# Region outline entries
>> start
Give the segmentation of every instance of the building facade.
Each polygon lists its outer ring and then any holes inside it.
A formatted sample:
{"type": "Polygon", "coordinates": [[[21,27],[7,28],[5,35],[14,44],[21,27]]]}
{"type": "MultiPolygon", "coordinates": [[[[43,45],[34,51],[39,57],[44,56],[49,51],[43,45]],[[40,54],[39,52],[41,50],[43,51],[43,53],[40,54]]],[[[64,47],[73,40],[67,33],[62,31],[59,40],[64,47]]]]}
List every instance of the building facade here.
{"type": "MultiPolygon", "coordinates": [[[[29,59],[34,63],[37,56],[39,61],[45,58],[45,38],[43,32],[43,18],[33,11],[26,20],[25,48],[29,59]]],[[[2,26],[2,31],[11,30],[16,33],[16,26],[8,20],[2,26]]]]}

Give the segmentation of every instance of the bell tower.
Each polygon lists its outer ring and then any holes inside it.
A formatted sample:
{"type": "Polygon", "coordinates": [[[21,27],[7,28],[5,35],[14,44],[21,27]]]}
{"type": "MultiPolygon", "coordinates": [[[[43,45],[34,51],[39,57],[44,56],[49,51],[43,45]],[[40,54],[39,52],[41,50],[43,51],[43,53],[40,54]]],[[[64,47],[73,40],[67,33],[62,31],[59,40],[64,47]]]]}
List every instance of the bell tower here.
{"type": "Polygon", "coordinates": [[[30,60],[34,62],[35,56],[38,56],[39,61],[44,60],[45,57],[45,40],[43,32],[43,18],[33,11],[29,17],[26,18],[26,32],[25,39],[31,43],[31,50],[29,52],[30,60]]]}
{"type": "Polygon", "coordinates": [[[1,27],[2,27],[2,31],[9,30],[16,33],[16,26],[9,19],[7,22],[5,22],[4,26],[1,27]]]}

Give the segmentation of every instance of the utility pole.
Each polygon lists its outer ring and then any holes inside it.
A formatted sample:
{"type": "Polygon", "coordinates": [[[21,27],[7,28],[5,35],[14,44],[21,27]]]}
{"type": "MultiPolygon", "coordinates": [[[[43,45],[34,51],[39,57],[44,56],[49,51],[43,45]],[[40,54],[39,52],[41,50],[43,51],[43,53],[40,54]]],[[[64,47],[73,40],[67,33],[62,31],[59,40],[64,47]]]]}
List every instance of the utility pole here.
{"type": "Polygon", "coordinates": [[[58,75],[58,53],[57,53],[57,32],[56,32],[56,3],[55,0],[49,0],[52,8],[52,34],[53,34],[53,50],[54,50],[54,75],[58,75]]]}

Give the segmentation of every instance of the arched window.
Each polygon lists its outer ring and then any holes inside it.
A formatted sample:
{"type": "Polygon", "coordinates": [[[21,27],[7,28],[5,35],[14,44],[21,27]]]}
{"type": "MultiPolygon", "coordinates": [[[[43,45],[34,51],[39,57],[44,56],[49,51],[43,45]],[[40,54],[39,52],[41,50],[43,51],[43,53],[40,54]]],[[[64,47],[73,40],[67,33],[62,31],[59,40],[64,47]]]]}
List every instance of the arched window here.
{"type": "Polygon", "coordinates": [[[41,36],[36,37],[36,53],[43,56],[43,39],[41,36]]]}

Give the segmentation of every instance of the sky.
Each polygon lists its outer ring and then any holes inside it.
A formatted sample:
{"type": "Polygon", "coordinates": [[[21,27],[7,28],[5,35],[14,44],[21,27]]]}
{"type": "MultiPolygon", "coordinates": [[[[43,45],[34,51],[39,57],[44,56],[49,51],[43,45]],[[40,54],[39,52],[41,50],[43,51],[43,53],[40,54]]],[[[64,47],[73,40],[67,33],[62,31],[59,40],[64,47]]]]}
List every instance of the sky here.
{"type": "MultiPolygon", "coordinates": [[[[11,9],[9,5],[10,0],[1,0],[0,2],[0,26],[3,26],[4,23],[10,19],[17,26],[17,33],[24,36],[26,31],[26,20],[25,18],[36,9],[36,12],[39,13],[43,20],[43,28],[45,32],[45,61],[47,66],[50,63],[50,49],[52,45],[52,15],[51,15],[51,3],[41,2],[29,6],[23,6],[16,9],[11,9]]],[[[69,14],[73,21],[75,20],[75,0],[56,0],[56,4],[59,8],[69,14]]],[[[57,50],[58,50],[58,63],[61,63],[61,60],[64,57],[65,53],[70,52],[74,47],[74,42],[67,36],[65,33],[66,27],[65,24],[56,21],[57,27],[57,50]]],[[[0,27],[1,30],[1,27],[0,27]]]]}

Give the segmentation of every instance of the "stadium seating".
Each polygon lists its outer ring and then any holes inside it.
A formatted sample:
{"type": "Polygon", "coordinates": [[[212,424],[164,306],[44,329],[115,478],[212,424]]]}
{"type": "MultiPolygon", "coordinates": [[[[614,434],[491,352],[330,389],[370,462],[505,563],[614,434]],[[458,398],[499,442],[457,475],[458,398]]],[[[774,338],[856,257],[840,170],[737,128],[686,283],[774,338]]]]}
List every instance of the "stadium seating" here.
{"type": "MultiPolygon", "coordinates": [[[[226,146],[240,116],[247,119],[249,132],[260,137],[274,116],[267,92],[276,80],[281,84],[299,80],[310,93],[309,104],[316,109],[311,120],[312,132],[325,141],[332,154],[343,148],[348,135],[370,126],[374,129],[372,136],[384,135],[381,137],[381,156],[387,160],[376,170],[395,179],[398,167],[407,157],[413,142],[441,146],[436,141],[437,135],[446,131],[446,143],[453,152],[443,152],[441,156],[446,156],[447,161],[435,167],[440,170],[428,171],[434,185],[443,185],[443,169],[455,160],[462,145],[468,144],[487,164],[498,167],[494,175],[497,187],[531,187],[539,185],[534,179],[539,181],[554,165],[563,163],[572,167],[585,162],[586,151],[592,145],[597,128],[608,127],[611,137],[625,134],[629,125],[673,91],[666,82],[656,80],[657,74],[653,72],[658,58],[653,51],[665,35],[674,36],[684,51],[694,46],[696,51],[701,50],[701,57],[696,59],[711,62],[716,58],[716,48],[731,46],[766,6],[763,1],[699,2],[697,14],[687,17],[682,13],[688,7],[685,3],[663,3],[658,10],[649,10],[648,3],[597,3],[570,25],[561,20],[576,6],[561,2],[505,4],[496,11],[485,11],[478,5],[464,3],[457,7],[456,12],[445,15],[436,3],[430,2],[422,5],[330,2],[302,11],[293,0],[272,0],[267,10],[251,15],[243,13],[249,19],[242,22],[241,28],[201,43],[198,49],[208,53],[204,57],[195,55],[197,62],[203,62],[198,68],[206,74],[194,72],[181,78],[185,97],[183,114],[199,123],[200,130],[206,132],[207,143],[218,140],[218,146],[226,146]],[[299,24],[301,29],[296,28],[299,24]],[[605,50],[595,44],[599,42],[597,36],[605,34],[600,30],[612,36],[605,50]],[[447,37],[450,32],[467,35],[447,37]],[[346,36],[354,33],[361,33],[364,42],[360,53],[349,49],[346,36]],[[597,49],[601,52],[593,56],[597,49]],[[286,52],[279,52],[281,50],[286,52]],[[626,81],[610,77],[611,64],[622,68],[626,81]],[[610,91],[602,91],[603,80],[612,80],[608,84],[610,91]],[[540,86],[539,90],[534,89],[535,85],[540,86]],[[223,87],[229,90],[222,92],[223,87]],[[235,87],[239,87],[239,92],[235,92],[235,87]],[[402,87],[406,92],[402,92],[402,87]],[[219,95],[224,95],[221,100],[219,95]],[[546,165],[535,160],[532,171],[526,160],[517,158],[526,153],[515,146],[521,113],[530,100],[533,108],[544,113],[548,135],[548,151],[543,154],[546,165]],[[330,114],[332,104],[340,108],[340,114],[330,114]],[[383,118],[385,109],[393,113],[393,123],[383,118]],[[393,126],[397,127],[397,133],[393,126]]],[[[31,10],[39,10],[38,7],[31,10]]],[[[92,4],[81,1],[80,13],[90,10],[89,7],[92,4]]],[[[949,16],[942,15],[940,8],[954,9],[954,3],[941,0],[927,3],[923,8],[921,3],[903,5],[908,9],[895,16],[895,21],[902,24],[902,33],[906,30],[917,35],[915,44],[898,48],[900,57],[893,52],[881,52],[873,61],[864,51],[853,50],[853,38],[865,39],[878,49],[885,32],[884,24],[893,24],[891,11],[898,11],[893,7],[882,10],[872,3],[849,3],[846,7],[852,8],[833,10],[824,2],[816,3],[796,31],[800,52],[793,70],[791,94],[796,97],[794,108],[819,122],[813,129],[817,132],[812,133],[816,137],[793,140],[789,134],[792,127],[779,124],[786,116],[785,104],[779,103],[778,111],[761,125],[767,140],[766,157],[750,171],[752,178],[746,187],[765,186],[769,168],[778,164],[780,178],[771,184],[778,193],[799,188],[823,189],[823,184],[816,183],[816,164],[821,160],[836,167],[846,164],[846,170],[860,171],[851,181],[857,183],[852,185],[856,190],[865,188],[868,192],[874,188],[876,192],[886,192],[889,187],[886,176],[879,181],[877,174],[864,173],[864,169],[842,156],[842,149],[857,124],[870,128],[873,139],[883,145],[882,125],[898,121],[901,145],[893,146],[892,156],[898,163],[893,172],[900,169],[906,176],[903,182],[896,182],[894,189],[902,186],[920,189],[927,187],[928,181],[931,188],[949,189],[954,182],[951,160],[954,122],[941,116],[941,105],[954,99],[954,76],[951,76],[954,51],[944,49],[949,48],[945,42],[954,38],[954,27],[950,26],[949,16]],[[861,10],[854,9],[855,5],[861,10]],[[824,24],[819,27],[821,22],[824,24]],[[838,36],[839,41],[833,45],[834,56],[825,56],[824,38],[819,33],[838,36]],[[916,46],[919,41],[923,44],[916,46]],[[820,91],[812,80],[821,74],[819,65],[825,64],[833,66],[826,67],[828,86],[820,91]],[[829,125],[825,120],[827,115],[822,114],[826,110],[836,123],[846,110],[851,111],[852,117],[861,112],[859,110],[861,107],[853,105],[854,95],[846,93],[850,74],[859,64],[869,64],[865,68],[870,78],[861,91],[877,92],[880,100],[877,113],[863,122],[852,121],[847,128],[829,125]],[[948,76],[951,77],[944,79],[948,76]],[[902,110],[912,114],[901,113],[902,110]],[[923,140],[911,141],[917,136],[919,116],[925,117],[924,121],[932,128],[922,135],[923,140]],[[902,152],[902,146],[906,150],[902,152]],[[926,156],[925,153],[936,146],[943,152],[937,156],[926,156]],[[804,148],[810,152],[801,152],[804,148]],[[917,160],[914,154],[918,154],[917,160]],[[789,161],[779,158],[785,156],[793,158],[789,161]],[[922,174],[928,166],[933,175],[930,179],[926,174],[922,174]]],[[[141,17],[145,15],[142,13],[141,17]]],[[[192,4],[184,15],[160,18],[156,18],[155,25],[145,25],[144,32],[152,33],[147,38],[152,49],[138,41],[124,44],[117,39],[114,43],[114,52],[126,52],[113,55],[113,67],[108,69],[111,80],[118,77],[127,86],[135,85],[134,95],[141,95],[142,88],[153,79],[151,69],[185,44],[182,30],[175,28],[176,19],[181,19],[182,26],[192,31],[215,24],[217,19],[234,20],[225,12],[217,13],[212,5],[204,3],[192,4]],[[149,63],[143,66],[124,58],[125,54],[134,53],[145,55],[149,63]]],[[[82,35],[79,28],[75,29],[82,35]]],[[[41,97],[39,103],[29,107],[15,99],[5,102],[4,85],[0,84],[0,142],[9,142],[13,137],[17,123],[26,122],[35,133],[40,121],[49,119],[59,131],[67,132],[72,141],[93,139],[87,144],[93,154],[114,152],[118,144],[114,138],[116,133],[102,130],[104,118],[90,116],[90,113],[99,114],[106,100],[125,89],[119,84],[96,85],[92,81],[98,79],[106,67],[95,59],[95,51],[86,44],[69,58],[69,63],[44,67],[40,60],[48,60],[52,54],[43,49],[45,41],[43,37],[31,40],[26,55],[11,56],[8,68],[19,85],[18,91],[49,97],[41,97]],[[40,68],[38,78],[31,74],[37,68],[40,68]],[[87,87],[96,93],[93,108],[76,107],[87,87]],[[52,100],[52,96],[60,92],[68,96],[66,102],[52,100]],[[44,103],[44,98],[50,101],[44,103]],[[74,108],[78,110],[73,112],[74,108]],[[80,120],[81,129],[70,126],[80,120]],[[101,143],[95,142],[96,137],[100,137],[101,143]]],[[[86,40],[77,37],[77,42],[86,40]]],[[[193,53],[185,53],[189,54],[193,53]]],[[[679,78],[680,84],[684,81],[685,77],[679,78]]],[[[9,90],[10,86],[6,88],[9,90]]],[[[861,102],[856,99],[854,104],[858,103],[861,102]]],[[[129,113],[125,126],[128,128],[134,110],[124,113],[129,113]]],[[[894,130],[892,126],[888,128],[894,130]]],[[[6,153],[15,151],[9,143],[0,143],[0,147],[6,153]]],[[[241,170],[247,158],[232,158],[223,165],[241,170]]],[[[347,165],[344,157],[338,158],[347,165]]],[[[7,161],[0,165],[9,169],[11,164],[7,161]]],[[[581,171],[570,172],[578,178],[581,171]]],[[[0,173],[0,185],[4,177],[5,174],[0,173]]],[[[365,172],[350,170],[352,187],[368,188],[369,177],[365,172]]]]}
>> end
Rewrite everything in the data from the line containing "Give the segmentation of every instance of the bell" down to the line containing "List every instance of the bell tower here.", and change "outer ring" to "exterior ring" without altering anything else.

# TASK ANSWER
Give the segmentation of every instance of the bell tower.
Each polygon lists its exterior ring and then any holes inside it.
A formatted sample:
{"type": "Polygon", "coordinates": [[[21,27],[7,28],[5,35],[14,44],[21,27]]]}
{"type": "MultiPolygon", "coordinates": [[[[43,45],[34,51],[39,57],[44,56],[49,51],[43,45]],[[40,54],[39,52],[41,50],[43,51],[43,53],[40,54]]],[[[64,47],[73,40],[67,33],[62,31],[59,40],[64,47]]]]}
List every instance of the bell tower here.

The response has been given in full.